→ **Task directions**
Starting at the beginning of the items and going on through the line with "POLYGON ((42 142, 39", copy those lines with "cream-colored" replaced by "ivory" and everything else left as is. Leave the pictures out of your copy.

→ **Listed entries**
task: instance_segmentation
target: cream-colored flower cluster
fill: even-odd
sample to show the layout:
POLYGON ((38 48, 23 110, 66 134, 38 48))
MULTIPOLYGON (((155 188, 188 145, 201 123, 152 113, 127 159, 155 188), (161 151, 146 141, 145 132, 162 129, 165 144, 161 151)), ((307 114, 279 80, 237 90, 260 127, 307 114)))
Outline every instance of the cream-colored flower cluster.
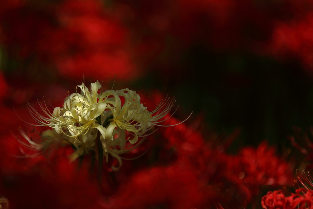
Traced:
POLYGON ((42 142, 39 143, 22 133, 32 148, 44 151, 52 144, 72 144, 77 150, 70 157, 73 160, 95 149, 99 133, 107 160, 110 154, 121 163, 119 155, 130 152, 137 145, 130 146, 126 140, 131 144, 136 143, 138 136, 143 136, 154 125, 159 126, 158 123, 162 121, 158 121, 168 113, 173 104, 172 100, 167 99, 149 112, 134 91, 124 88, 99 94, 101 85, 98 81, 91 86, 90 91, 83 83, 78 86, 80 94, 77 93, 76 88, 76 93, 65 99, 62 107, 55 108, 52 112, 45 102, 44 105, 39 103, 44 115, 28 105, 31 115, 39 124, 37 125, 52 128, 41 134, 42 142), (133 136, 132 138, 125 138, 126 131, 133 136))

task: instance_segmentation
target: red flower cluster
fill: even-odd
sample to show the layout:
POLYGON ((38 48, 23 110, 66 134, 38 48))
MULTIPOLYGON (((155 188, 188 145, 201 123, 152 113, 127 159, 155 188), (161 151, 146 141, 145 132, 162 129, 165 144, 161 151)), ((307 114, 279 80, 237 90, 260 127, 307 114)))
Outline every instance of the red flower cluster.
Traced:
POLYGON ((261 204, 264 209, 313 208, 313 191, 299 189, 288 197, 280 190, 269 191, 262 198, 261 204))
POLYGON ((83 73, 100 80, 116 74, 121 80, 133 78, 137 73, 127 30, 104 7, 99 0, 67 0, 4 10, 3 41, 19 59, 34 55, 69 79, 81 79, 83 73))
MULTIPOLYGON (((150 104, 155 104, 161 97, 157 92, 154 95, 154 99, 149 99, 141 94, 143 101, 152 108, 150 104)), ((239 206, 249 203, 261 187, 287 185, 292 179, 289 164, 276 156, 275 149, 266 143, 256 149, 244 148, 237 155, 229 155, 220 147, 218 149, 209 145, 216 139, 216 134, 207 141, 198 131, 182 123, 160 128, 147 139, 152 143, 125 156, 138 156, 152 144, 160 148, 153 163, 149 163, 149 156, 155 152, 151 147, 133 163, 123 161, 116 172, 105 165, 100 185, 92 157, 85 156, 82 161, 70 163, 67 156, 73 151, 69 146, 54 150, 47 158, 15 157, 23 155, 13 136, 19 137, 18 134, 13 130, 13 135, 7 129, 21 123, 17 117, 12 119, 12 110, 3 108, 8 114, 1 120, 9 125, 0 130, 0 194, 6 196, 13 209, 25 204, 32 209, 67 209, 145 208, 154 206, 204 208, 219 202, 221 206, 239 206), (136 166, 138 163, 139 169, 136 166)), ((25 110, 17 111, 22 118, 27 118, 25 110)), ((171 117, 163 125, 180 122, 171 117)), ((109 162, 115 163, 110 159, 109 162)))
POLYGON ((275 152, 265 142, 256 150, 243 148, 238 155, 228 158, 226 178, 238 185, 248 200, 258 193, 262 186, 292 185, 292 167, 275 152))

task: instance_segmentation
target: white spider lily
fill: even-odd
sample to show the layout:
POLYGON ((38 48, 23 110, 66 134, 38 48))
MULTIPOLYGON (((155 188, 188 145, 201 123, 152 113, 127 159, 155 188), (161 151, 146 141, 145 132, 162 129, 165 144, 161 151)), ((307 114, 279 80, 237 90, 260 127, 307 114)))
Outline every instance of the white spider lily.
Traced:
POLYGON ((74 160, 94 150, 98 138, 107 161, 109 154, 118 160, 119 167, 112 168, 116 170, 121 165, 122 158, 119 156, 131 152, 143 141, 141 140, 133 145, 137 142, 138 137, 144 137, 154 126, 163 126, 159 124, 164 121, 159 120, 168 113, 174 103, 173 99, 167 97, 155 110, 149 112, 140 103, 139 95, 128 88, 116 91, 108 90, 99 94, 98 92, 101 85, 98 81, 91 84, 90 91, 83 83, 78 86, 80 94, 76 90, 76 93, 69 95, 63 106, 56 107, 52 113, 44 99, 44 105, 38 101, 43 115, 36 109, 28 106, 31 115, 39 123, 33 126, 46 126, 52 130, 39 134, 41 139, 35 141, 21 132, 29 144, 19 140, 22 145, 44 152, 52 144, 57 147, 61 143, 71 144, 75 151, 70 158, 74 160), (121 97, 125 100, 122 105, 121 97), (126 139, 126 131, 133 135, 133 138, 126 139), (126 143, 126 140, 130 144, 126 143))

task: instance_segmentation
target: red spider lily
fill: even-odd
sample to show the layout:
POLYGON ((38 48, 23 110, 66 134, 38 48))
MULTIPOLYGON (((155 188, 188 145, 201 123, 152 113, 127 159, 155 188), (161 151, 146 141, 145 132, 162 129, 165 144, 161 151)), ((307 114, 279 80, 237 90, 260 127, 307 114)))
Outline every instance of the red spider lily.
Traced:
MULTIPOLYGON (((59 5, 28 3, 4 11, 3 42, 10 54, 39 57, 69 79, 121 80, 137 75, 127 29, 100 1, 67 0, 59 5)), ((33 60, 33 62, 37 61, 33 60)))
POLYGON ((280 190, 269 191, 262 198, 261 205, 264 209, 313 208, 313 191, 299 189, 288 197, 280 190))
POLYGON ((244 191, 248 201, 259 193, 260 186, 293 183, 291 165, 275 153, 274 149, 263 142, 256 149, 244 148, 239 155, 227 159, 225 177, 244 191))

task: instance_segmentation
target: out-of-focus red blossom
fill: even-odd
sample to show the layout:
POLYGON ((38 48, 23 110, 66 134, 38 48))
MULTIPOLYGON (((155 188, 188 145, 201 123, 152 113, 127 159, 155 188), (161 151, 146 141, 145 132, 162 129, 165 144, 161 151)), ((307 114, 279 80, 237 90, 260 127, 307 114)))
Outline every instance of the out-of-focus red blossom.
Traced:
POLYGON ((288 197, 280 190, 269 191, 262 198, 261 204, 264 209, 312 208, 313 191, 299 189, 288 197))
MULTIPOLYGON (((171 117, 162 124, 180 122, 171 117)), ((184 124, 161 128, 160 132, 162 140, 167 142, 163 148, 173 150, 176 158, 168 158, 167 165, 133 173, 111 198, 103 201, 105 208, 166 205, 171 208, 201 208, 218 202, 239 206, 249 203, 260 187, 293 183, 290 165, 276 156, 275 149, 265 142, 256 149, 244 148, 234 156, 212 149, 199 132, 184 124), (236 191, 228 194, 231 184, 236 191), (238 193, 243 196, 238 196, 238 193), (234 202, 235 196, 240 199, 234 202)))
POLYGON ((268 52, 283 60, 300 59, 307 68, 313 68, 313 13, 300 20, 278 22, 273 33, 268 52))
POLYGON ((256 149, 244 148, 238 155, 227 158, 225 177, 243 190, 248 201, 259 193, 260 186, 293 183, 292 167, 277 157, 275 152, 263 142, 256 149))
POLYGON ((100 0, 65 0, 59 4, 30 3, 8 9, 2 21, 4 43, 12 53, 57 66, 64 76, 133 79, 128 31, 100 0))
POLYGON ((270 38, 274 21, 291 13, 287 1, 120 1, 134 11, 134 17, 130 19, 139 28, 137 35, 146 35, 141 34, 140 27, 150 30, 154 36, 148 34, 147 38, 154 38, 162 45, 170 35, 178 41, 178 50, 200 40, 215 50, 250 47, 254 41, 270 38))

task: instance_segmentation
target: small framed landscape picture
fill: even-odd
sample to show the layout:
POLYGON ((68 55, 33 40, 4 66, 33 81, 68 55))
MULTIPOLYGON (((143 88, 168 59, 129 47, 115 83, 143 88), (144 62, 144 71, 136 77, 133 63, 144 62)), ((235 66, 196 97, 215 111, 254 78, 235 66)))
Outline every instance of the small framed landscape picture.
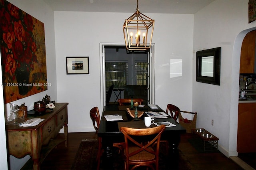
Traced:
POLYGON ((89 74, 89 57, 66 57, 67 74, 89 74))

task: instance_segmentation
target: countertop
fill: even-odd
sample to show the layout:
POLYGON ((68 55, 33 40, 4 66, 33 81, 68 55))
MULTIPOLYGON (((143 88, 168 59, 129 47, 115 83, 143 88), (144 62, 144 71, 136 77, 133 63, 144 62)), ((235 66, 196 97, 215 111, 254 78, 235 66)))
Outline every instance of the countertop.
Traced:
POLYGON ((256 100, 247 100, 246 99, 239 99, 239 103, 256 103, 256 100))

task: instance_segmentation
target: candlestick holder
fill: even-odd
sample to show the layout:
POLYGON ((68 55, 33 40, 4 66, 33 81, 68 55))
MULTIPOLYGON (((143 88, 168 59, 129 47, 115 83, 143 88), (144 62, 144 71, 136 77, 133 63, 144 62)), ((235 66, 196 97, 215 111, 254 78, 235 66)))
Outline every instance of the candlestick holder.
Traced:
POLYGON ((138 111, 137 111, 137 106, 135 106, 135 112, 134 112, 134 115, 135 116, 134 117, 134 120, 138 120, 139 119, 138 118, 138 111))

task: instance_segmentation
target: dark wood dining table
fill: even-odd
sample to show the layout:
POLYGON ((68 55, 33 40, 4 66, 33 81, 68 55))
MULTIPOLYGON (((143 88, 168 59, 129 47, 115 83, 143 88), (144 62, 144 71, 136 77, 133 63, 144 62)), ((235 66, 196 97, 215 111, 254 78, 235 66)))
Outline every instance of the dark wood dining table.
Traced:
MULTIPOLYGON (((113 143, 124 141, 124 136, 120 130, 120 127, 124 126, 134 128, 149 128, 156 126, 153 124, 149 127, 146 127, 144 124, 144 117, 148 116, 145 112, 149 111, 165 113, 161 108, 156 106, 158 107, 157 109, 152 109, 147 105, 144 107, 137 107, 138 111, 144 112, 138 120, 135 120, 126 111, 127 108, 131 109, 130 106, 113 105, 104 107, 98 136, 102 138, 102 146, 104 150, 103 159, 105 167, 108 166, 110 169, 113 167, 113 143), (113 115, 122 115, 123 120, 107 121, 104 116, 113 115)), ((133 109, 135 109, 134 107, 133 109)), ((179 152, 178 147, 180 141, 180 134, 185 133, 186 129, 169 115, 167 118, 154 119, 155 123, 169 121, 176 125, 166 128, 161 136, 161 140, 168 141, 168 156, 170 159, 170 163, 172 164, 172 169, 178 169, 179 152)))

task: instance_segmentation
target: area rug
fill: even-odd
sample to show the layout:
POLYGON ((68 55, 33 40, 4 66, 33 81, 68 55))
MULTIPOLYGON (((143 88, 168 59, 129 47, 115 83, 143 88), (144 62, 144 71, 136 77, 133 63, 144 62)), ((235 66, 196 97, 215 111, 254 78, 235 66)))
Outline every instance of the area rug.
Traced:
POLYGON ((204 150, 204 141, 200 138, 198 137, 192 138, 188 139, 188 141, 191 144, 199 153, 220 153, 218 150, 204 150))
MULTIPOLYGON (((98 152, 98 143, 97 140, 82 140, 76 153, 71 170, 95 170, 96 169, 96 157, 98 152)), ((179 151, 179 168, 177 170, 191 170, 192 166, 186 159, 186 156, 179 151)), ((164 153, 165 151, 161 150, 159 154, 159 170, 173 170, 172 164, 175 162, 172 162, 164 153)), ((124 169, 124 162, 117 151, 113 151, 113 158, 114 165, 112 170, 124 169)), ((102 164, 100 170, 106 170, 102 164)), ((140 170, 144 169, 139 168, 140 170)))

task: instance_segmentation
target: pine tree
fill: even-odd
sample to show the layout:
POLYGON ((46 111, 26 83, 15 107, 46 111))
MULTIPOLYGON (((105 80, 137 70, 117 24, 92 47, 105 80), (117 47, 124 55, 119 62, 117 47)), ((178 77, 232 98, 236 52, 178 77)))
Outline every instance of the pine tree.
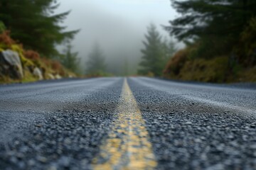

→ **Written answer**
task: instance_segmentation
target: ivory flower cluster
fill: even-odd
sample to show the layout:
POLYGON ((38 48, 23 110, 66 134, 38 48))
MULTIPOLYGON (((155 188, 188 145, 201 123, 152 113, 127 159, 155 188), (161 151, 146 141, 145 132, 162 129, 165 144, 161 151)), ((307 114, 279 80, 237 90, 260 127, 307 114)))
Outline every instance of the ivory flower cluster.
Traced:
POLYGON ((42 142, 39 143, 22 133, 32 148, 44 151, 52 144, 72 144, 77 150, 70 157, 73 160, 95 149, 99 133, 107 160, 110 154, 121 163, 119 155, 130 152, 137 145, 130 146, 126 140, 131 144, 136 143, 138 136, 143 136, 154 125, 159 126, 158 123, 162 121, 158 121, 168 113, 173 104, 172 100, 167 99, 149 112, 134 91, 124 88, 99 94, 101 85, 98 81, 91 86, 90 91, 83 83, 78 86, 80 94, 77 93, 76 88, 76 93, 65 99, 62 107, 55 108, 52 112, 45 102, 44 105, 39 103, 44 115, 28 105, 31 115, 39 124, 37 125, 52 128, 41 134, 42 142), (133 136, 132 138, 125 138, 126 131, 133 136))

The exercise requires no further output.